▶ **Instructions to follow**
Look through the records, and wherever the string "player" turns up, copy out that line.

──────── Supplied data ────────

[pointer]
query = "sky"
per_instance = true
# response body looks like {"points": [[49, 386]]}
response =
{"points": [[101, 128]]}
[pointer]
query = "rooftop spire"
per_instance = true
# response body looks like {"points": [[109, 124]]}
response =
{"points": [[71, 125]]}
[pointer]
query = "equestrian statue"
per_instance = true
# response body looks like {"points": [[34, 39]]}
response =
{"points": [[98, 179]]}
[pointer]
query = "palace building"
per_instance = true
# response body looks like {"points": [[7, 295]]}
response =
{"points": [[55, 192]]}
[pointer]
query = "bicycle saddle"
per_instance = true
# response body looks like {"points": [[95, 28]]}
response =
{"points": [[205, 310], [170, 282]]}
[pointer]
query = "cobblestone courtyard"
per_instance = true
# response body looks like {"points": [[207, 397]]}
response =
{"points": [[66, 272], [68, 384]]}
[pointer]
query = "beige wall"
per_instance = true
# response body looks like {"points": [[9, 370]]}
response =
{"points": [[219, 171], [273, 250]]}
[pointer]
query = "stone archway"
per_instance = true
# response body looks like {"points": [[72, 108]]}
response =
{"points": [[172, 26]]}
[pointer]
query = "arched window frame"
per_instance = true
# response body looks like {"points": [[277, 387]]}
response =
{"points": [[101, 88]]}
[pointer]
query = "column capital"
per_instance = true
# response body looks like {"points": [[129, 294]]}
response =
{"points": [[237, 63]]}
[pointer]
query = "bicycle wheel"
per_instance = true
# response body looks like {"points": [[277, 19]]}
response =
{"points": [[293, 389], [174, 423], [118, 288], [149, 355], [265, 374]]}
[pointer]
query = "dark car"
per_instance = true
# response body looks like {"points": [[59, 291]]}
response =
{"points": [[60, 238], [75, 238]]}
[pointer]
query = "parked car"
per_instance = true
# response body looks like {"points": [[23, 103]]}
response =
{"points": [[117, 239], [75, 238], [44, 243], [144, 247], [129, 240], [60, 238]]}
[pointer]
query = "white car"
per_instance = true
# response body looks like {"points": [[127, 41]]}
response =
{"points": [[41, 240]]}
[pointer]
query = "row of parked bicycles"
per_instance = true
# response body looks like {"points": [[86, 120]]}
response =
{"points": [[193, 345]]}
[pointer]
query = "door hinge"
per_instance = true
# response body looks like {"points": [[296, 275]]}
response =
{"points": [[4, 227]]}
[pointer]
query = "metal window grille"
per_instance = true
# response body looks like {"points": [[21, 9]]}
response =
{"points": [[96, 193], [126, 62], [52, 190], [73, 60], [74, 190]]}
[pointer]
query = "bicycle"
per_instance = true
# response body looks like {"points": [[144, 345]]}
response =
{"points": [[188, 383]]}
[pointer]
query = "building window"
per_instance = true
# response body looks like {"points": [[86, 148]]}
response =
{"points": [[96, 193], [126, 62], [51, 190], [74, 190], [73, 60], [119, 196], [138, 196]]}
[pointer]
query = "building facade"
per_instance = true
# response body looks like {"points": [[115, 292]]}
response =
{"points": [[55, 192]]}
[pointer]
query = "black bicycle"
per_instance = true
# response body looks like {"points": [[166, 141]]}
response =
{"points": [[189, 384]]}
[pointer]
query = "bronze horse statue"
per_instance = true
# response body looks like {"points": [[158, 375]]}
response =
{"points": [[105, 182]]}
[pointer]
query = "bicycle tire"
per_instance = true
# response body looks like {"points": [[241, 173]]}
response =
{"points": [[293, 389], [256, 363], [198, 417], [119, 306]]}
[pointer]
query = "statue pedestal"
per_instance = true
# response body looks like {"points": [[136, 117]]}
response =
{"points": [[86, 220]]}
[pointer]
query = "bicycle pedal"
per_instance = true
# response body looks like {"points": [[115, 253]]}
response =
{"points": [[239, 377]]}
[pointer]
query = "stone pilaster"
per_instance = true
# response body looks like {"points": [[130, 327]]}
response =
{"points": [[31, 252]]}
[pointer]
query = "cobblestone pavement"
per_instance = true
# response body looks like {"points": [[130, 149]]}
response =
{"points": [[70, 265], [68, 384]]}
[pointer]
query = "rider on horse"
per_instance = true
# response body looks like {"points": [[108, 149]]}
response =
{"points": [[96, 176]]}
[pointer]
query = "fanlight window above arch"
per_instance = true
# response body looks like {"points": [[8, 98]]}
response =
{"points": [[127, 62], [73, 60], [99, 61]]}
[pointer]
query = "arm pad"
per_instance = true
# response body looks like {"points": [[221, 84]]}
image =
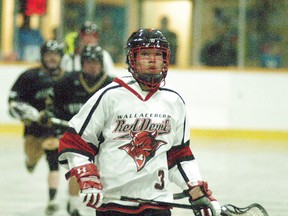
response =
{"points": [[87, 176]]}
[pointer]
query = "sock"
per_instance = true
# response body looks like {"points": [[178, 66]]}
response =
{"points": [[52, 193]]}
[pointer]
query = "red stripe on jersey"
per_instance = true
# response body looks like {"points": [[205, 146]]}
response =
{"points": [[74, 141], [176, 154], [130, 209]]}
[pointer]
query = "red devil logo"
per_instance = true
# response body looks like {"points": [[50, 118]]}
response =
{"points": [[142, 147]]}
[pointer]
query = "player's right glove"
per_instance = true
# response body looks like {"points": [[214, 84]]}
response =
{"points": [[202, 202], [89, 182], [23, 111]]}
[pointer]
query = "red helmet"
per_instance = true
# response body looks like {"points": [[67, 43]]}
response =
{"points": [[143, 39]]}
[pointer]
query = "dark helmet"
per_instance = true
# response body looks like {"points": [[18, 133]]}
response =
{"points": [[92, 53], [52, 46], [89, 28], [147, 38]]}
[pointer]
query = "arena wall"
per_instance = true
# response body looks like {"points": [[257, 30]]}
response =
{"points": [[218, 99]]}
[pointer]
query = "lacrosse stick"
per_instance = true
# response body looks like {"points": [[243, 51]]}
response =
{"points": [[226, 210]]}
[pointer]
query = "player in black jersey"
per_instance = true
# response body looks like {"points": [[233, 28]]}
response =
{"points": [[71, 92], [30, 96]]}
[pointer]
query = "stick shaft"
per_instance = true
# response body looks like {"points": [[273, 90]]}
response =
{"points": [[139, 200]]}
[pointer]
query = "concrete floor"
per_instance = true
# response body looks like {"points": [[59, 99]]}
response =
{"points": [[239, 172]]}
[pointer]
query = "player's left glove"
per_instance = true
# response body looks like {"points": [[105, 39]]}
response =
{"points": [[202, 202], [89, 182]]}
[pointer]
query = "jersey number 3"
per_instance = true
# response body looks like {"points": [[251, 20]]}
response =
{"points": [[161, 184]]}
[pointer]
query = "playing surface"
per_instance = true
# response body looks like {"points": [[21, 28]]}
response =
{"points": [[239, 171]]}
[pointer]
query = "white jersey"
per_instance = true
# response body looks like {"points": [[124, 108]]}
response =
{"points": [[139, 141], [71, 63]]}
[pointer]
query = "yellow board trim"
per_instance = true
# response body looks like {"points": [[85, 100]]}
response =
{"points": [[17, 129], [240, 134]]}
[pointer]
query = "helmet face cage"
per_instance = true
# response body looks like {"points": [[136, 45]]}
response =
{"points": [[51, 46], [92, 53], [89, 28], [148, 39]]}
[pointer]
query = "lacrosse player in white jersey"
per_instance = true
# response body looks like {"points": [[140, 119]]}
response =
{"points": [[132, 139]]}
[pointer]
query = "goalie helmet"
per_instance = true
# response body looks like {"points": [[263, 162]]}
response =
{"points": [[143, 39], [92, 53]]}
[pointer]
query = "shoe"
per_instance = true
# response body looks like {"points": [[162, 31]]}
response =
{"points": [[30, 168], [51, 208]]}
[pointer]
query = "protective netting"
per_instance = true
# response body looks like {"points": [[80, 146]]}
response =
{"points": [[252, 210]]}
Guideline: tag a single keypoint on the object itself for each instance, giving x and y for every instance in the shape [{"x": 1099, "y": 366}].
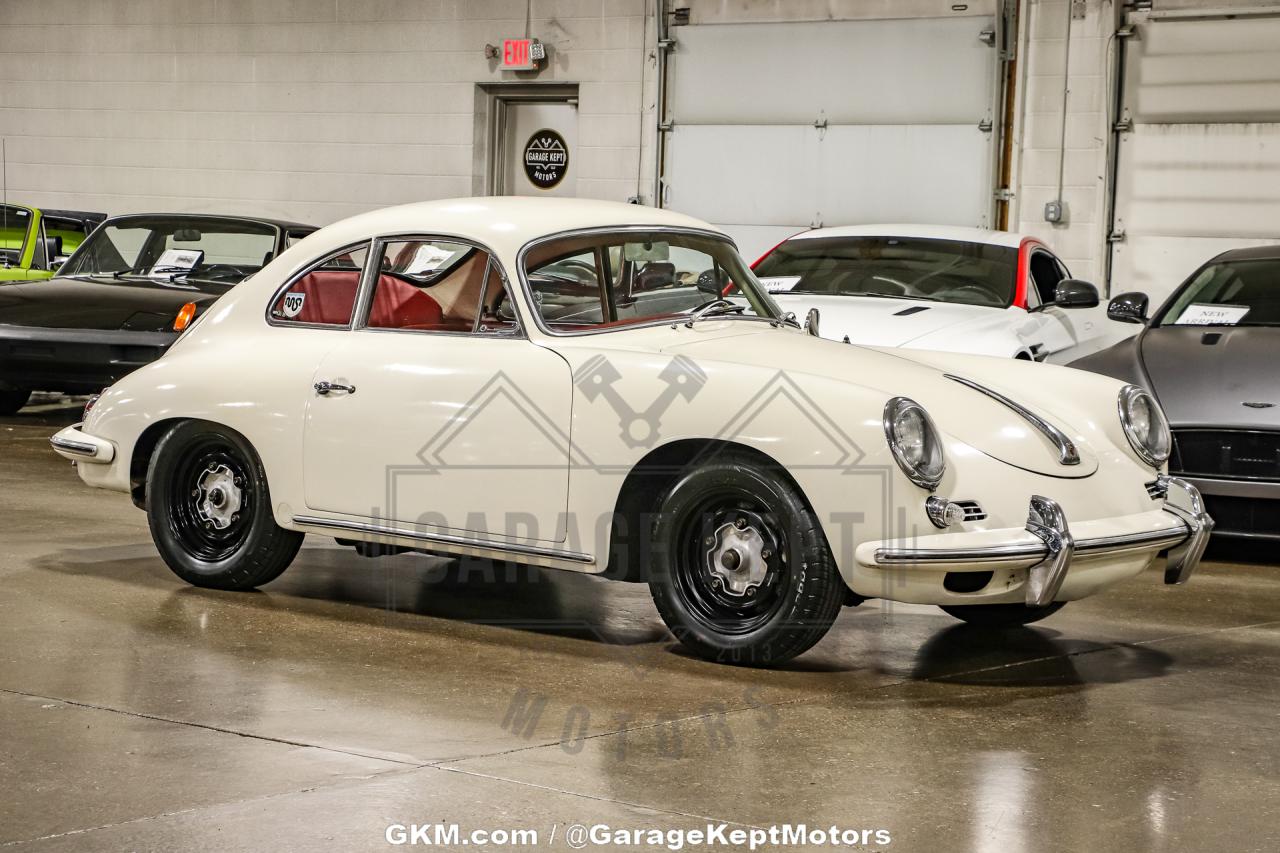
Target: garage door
[
  {"x": 1200, "y": 170},
  {"x": 778, "y": 127}
]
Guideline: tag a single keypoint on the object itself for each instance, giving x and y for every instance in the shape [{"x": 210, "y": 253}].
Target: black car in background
[
  {"x": 1211, "y": 355},
  {"x": 123, "y": 297}
]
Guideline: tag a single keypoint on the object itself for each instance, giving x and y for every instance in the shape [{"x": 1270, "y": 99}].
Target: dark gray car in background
[{"x": 1211, "y": 355}]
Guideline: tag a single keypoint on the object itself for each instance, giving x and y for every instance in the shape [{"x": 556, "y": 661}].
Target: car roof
[
  {"x": 506, "y": 222},
  {"x": 195, "y": 217},
  {"x": 960, "y": 233},
  {"x": 1251, "y": 252}
]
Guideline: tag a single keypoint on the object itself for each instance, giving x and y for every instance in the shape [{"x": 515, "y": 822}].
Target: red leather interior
[
  {"x": 329, "y": 296},
  {"x": 400, "y": 305}
]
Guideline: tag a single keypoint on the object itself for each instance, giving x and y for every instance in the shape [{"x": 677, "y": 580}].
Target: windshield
[
  {"x": 1244, "y": 292},
  {"x": 176, "y": 247},
  {"x": 589, "y": 281},
  {"x": 938, "y": 270},
  {"x": 14, "y": 224}
]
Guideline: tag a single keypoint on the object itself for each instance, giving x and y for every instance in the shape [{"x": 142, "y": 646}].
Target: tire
[
  {"x": 1001, "y": 615},
  {"x": 210, "y": 510},
  {"x": 760, "y": 609},
  {"x": 13, "y": 400}
]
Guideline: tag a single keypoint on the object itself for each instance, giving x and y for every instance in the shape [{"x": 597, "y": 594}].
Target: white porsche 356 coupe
[
  {"x": 936, "y": 287},
  {"x": 562, "y": 383}
]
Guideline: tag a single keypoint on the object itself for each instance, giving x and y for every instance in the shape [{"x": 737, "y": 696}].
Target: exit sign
[{"x": 522, "y": 54}]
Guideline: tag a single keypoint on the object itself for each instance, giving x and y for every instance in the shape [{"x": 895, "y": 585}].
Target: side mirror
[
  {"x": 1129, "y": 308},
  {"x": 810, "y": 322},
  {"x": 1072, "y": 292}
]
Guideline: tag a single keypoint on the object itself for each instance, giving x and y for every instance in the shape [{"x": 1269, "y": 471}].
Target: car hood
[
  {"x": 85, "y": 302},
  {"x": 1068, "y": 398},
  {"x": 1206, "y": 375},
  {"x": 883, "y": 322}
]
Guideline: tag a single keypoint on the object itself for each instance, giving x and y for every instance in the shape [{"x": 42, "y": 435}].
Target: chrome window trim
[
  {"x": 368, "y": 243},
  {"x": 365, "y": 300},
  {"x": 442, "y": 538},
  {"x": 1127, "y": 395},
  {"x": 528, "y": 291},
  {"x": 1066, "y": 450}
]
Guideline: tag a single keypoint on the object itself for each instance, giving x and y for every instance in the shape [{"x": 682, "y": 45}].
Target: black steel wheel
[
  {"x": 741, "y": 570},
  {"x": 210, "y": 510}
]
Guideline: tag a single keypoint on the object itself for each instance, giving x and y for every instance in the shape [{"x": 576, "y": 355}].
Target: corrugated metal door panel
[
  {"x": 1200, "y": 172},
  {"x": 897, "y": 103},
  {"x": 854, "y": 72},
  {"x": 904, "y": 172}
]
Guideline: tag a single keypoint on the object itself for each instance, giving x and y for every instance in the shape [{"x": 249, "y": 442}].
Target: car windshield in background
[
  {"x": 590, "y": 281},
  {"x": 940, "y": 270},
  {"x": 1229, "y": 293},
  {"x": 176, "y": 249},
  {"x": 14, "y": 224}
]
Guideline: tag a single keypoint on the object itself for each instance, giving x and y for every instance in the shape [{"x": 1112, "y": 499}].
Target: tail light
[{"x": 184, "y": 316}]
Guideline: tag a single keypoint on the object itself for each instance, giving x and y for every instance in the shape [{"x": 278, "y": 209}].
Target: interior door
[
  {"x": 540, "y": 149},
  {"x": 443, "y": 432}
]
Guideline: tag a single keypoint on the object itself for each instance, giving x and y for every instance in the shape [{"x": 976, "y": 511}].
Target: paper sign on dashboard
[
  {"x": 1197, "y": 314},
  {"x": 176, "y": 260},
  {"x": 780, "y": 283}
]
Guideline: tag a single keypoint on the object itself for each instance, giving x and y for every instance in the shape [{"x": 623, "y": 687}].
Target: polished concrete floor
[{"x": 351, "y": 694}]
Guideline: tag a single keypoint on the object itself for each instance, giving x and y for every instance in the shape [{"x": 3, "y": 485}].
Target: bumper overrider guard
[{"x": 1057, "y": 547}]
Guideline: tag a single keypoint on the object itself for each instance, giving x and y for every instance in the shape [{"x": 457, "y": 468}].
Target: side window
[
  {"x": 644, "y": 277},
  {"x": 1046, "y": 274},
  {"x": 325, "y": 293},
  {"x": 428, "y": 284}
]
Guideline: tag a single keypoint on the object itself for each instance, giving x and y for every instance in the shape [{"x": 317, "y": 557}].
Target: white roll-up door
[
  {"x": 778, "y": 127},
  {"x": 1198, "y": 170}
]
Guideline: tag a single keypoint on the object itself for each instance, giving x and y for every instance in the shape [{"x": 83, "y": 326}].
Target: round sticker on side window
[
  {"x": 545, "y": 159},
  {"x": 293, "y": 304}
]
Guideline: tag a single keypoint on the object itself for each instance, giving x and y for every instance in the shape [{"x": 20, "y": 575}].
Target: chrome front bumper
[{"x": 1050, "y": 557}]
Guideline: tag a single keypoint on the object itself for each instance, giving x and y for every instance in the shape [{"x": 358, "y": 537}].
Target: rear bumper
[
  {"x": 74, "y": 360},
  {"x": 1040, "y": 557},
  {"x": 81, "y": 447}
]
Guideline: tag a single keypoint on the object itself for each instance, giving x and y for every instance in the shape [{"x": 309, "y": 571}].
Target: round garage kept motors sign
[{"x": 545, "y": 159}]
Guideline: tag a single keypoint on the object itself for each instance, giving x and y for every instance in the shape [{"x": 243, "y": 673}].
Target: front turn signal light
[{"x": 184, "y": 316}]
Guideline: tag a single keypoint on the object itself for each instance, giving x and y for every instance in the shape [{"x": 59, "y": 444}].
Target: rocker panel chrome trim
[{"x": 442, "y": 538}]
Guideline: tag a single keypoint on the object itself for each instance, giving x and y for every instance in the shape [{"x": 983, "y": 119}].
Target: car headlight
[
  {"x": 1144, "y": 425},
  {"x": 914, "y": 442}
]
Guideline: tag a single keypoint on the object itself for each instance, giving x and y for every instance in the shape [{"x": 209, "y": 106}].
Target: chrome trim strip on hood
[{"x": 1066, "y": 451}]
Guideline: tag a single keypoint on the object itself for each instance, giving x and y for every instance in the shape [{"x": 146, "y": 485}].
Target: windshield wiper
[{"x": 713, "y": 309}]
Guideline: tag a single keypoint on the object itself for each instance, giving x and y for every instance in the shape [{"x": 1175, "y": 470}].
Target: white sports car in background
[{"x": 935, "y": 287}]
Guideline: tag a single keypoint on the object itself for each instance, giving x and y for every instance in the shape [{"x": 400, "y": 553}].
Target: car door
[
  {"x": 1050, "y": 331},
  {"x": 439, "y": 415}
]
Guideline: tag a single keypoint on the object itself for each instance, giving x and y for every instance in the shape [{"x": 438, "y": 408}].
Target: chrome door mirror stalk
[{"x": 810, "y": 322}]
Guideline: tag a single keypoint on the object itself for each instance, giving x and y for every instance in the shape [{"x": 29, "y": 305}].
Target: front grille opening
[
  {"x": 973, "y": 510},
  {"x": 967, "y": 580},
  {"x": 1226, "y": 454}
]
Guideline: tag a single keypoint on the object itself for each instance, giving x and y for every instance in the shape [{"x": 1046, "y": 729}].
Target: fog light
[{"x": 942, "y": 512}]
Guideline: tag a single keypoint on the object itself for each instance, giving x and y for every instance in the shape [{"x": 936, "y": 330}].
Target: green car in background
[{"x": 35, "y": 242}]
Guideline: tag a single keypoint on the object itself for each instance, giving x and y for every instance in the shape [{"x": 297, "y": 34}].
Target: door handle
[{"x": 324, "y": 388}]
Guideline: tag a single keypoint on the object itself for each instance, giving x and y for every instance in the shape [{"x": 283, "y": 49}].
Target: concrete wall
[
  {"x": 306, "y": 109},
  {"x": 1051, "y": 45}
]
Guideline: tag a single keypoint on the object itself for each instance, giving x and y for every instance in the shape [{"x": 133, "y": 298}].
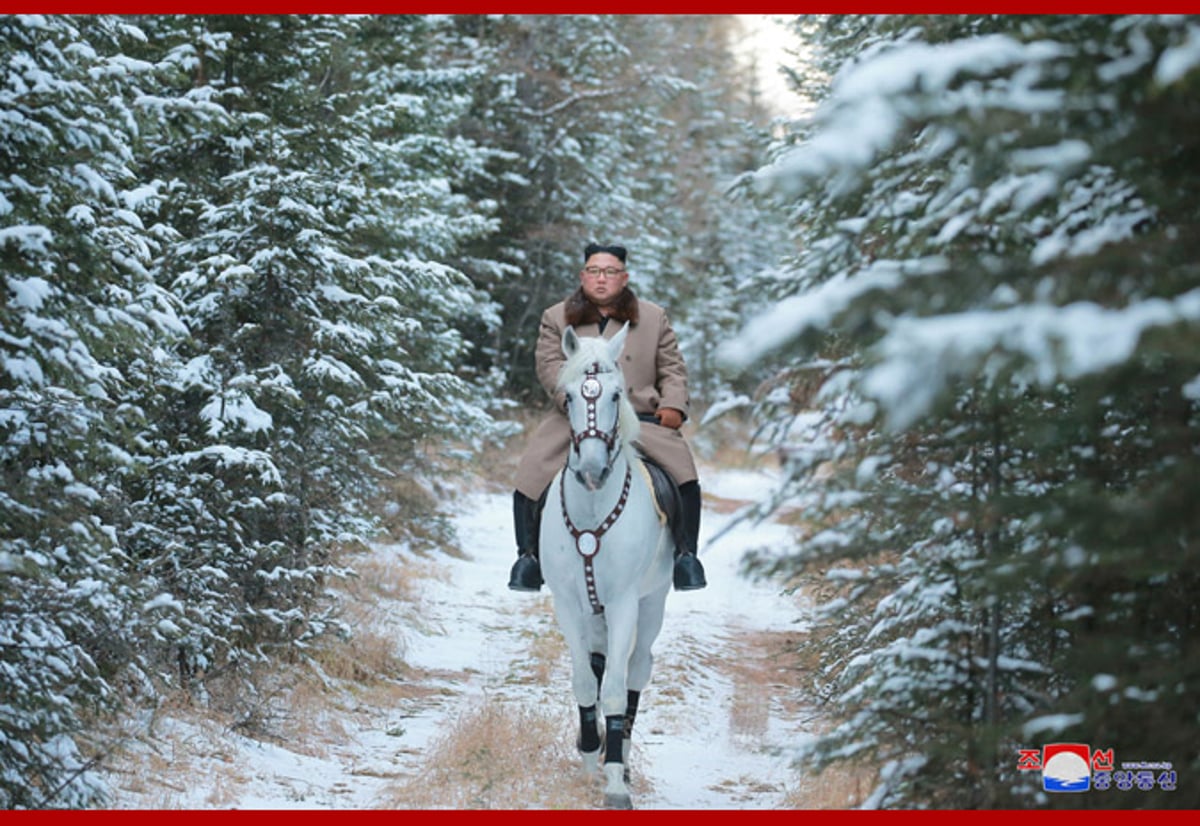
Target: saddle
[{"x": 666, "y": 500}]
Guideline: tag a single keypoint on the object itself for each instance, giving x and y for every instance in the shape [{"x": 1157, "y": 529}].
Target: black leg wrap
[
  {"x": 630, "y": 711},
  {"x": 589, "y": 737},
  {"x": 615, "y": 736}
]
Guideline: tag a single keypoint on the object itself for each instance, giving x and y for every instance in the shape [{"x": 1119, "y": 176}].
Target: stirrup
[
  {"x": 689, "y": 574},
  {"x": 526, "y": 574}
]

────────

▶ **Exercise output**
query = "player's right glove"
query = "player in black jersey"
query = "player's left glove"
query = "lacrosse player in white jersey"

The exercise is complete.